(TASK DETAILS):
Track down every line below that holds "phrase" and copy it.

(Data excerpts)
==========

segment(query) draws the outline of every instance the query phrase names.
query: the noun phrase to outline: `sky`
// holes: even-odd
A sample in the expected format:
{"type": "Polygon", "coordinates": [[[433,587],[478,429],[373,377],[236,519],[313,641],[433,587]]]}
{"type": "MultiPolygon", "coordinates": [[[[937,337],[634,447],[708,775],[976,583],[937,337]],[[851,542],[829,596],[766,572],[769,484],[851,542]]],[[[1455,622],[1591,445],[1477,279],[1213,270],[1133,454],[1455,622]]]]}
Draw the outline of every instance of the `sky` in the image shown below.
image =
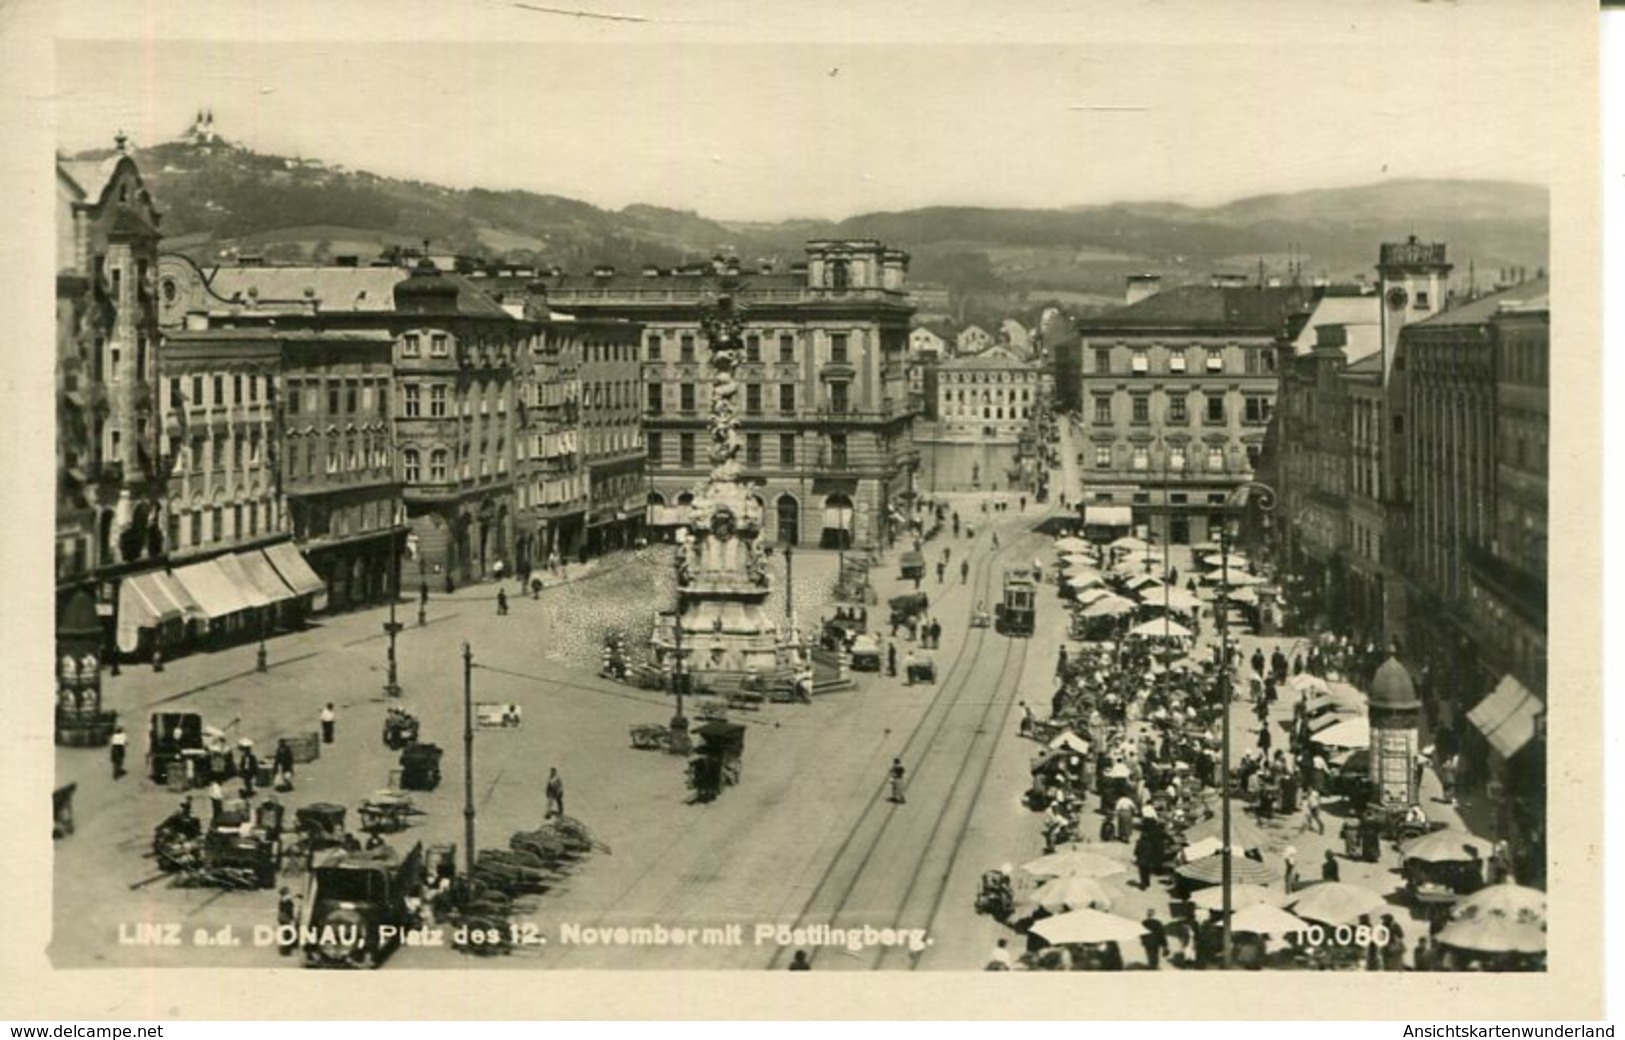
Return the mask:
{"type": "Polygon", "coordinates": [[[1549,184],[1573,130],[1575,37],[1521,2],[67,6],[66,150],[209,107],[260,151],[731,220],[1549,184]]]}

==========

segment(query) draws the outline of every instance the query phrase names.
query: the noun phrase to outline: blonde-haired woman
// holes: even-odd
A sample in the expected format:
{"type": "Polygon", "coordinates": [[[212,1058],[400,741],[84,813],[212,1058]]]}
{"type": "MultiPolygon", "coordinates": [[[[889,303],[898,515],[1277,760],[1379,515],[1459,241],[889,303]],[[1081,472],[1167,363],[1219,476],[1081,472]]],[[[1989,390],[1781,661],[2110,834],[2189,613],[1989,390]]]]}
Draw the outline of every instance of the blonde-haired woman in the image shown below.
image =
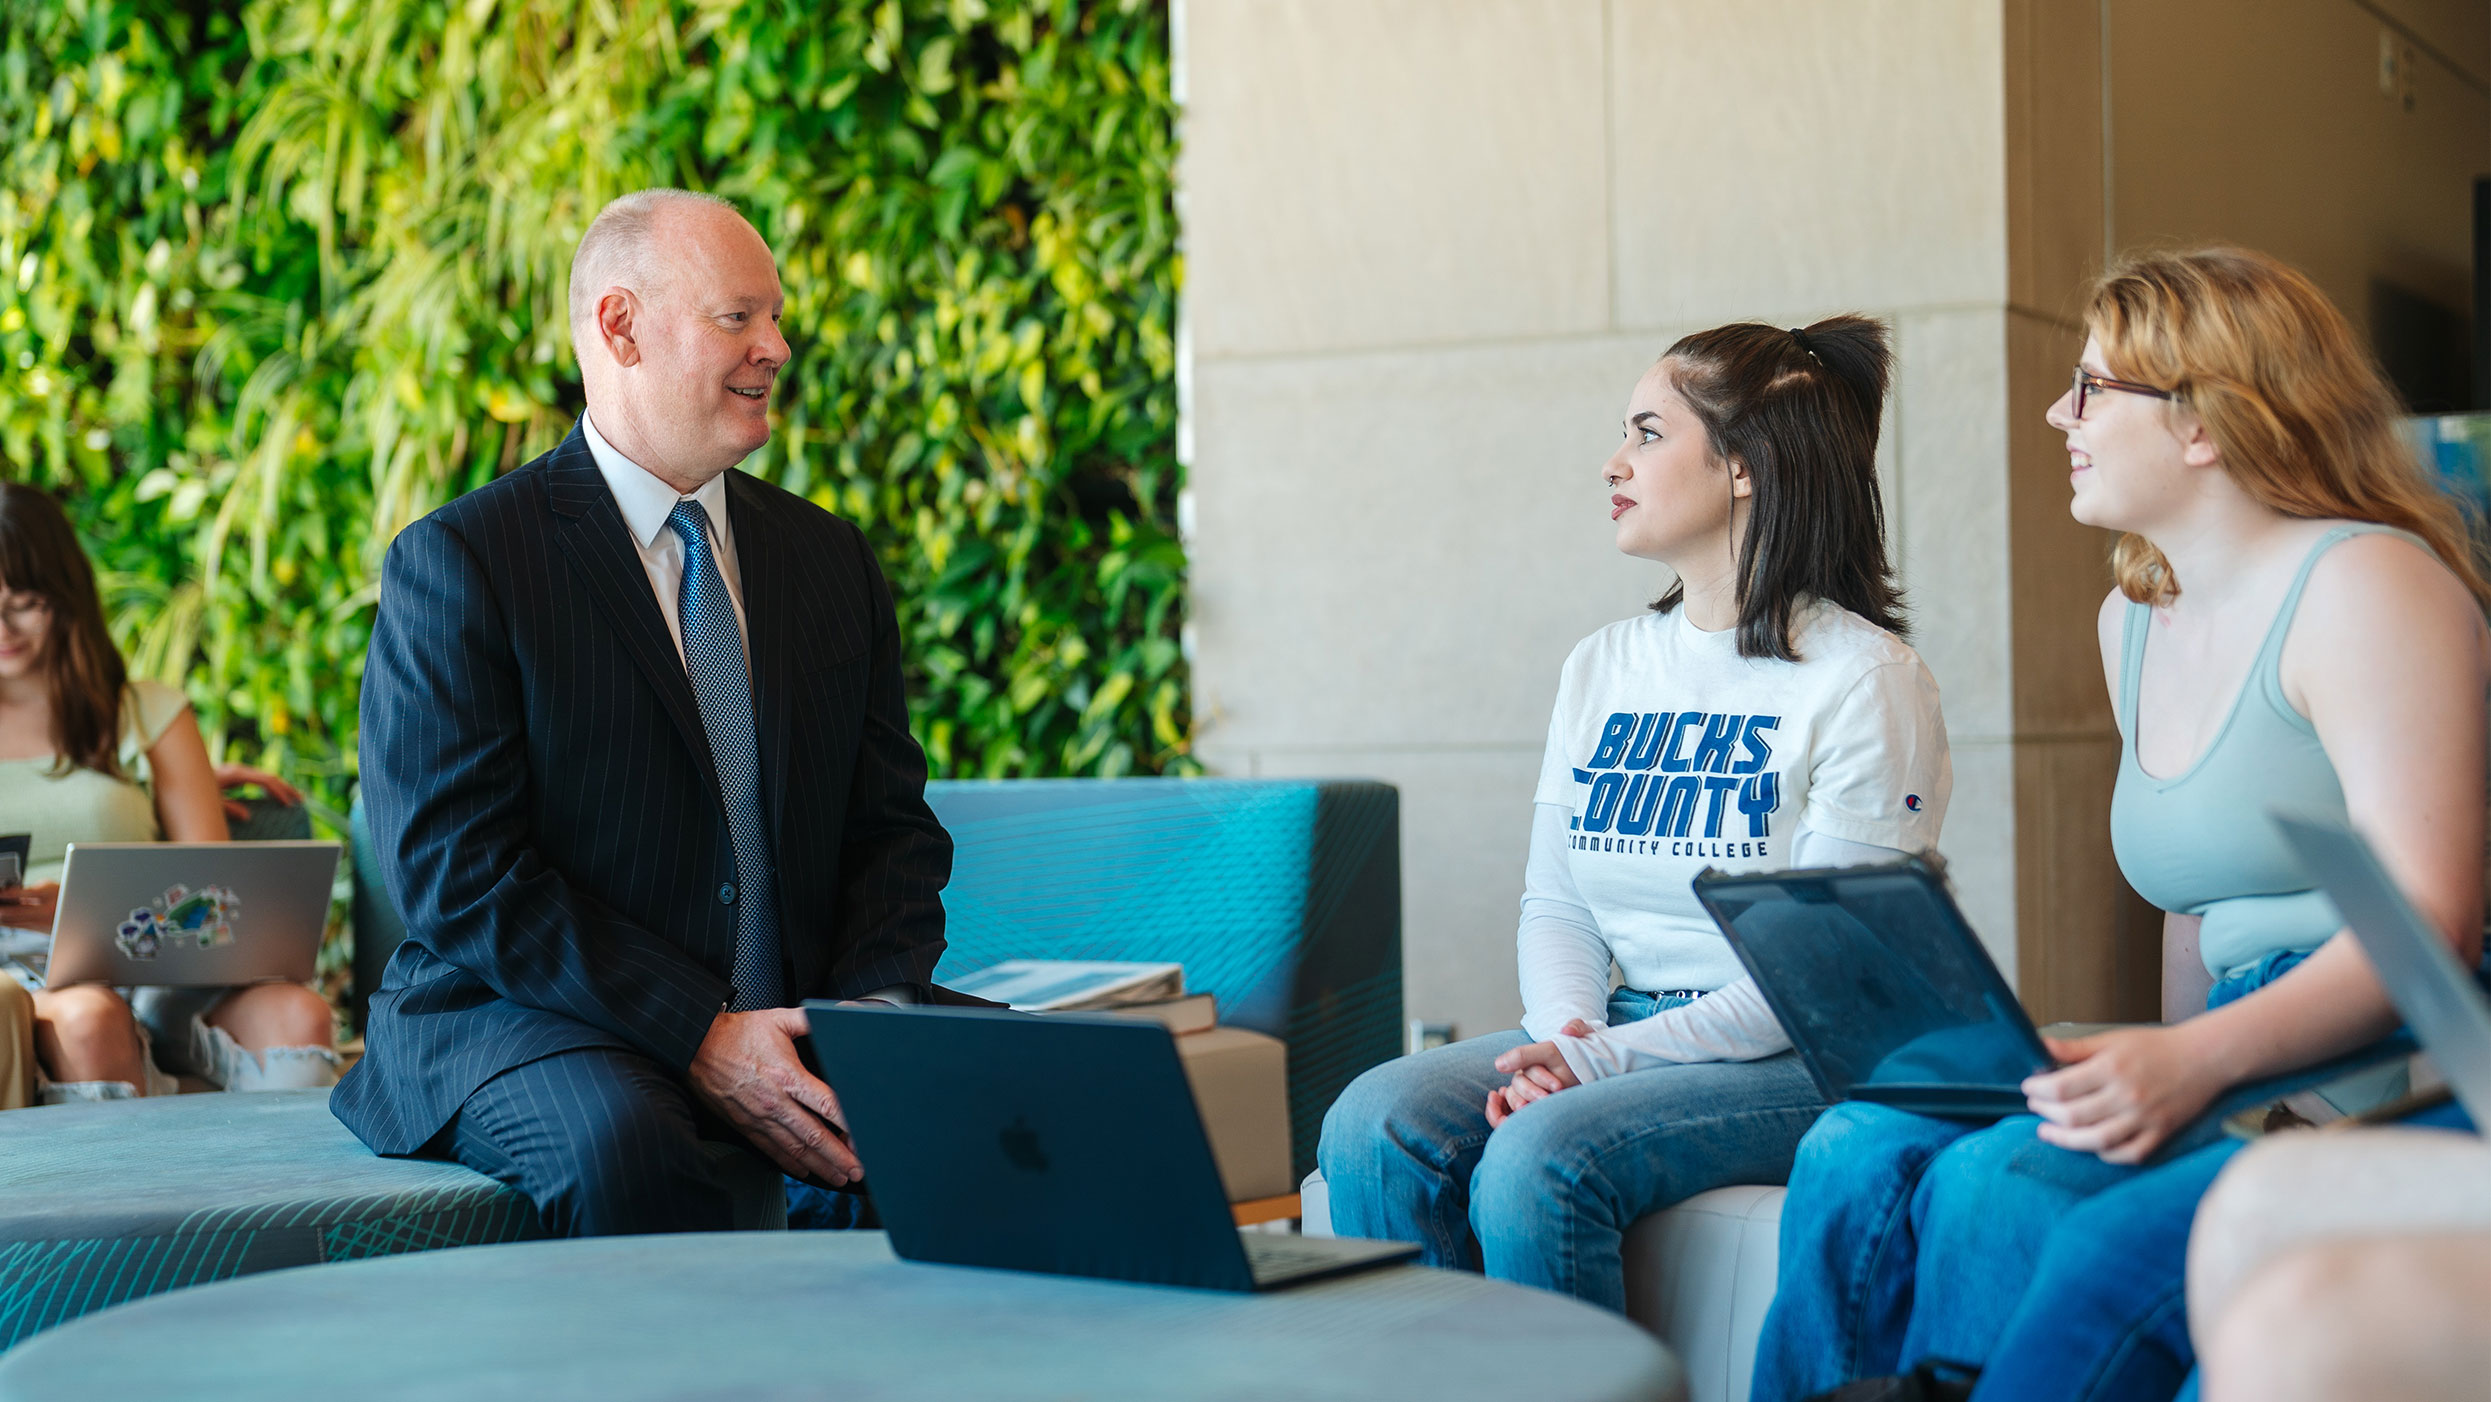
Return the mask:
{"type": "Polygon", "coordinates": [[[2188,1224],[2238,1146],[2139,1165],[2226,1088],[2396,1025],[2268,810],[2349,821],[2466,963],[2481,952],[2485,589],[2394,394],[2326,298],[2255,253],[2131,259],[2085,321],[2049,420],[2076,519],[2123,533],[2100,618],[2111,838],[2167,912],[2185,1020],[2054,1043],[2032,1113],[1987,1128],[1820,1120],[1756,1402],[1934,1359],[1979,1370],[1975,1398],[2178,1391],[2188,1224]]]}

==========

(REPLY TO THE TASK):
segment(query) draws the outline of every instance the query phrase names.
query: the noun phrase to outline: `sky`
segment(query) draws the outline of every instance the query phrase names.
query: the noun phrase to outline: blonde-haired woman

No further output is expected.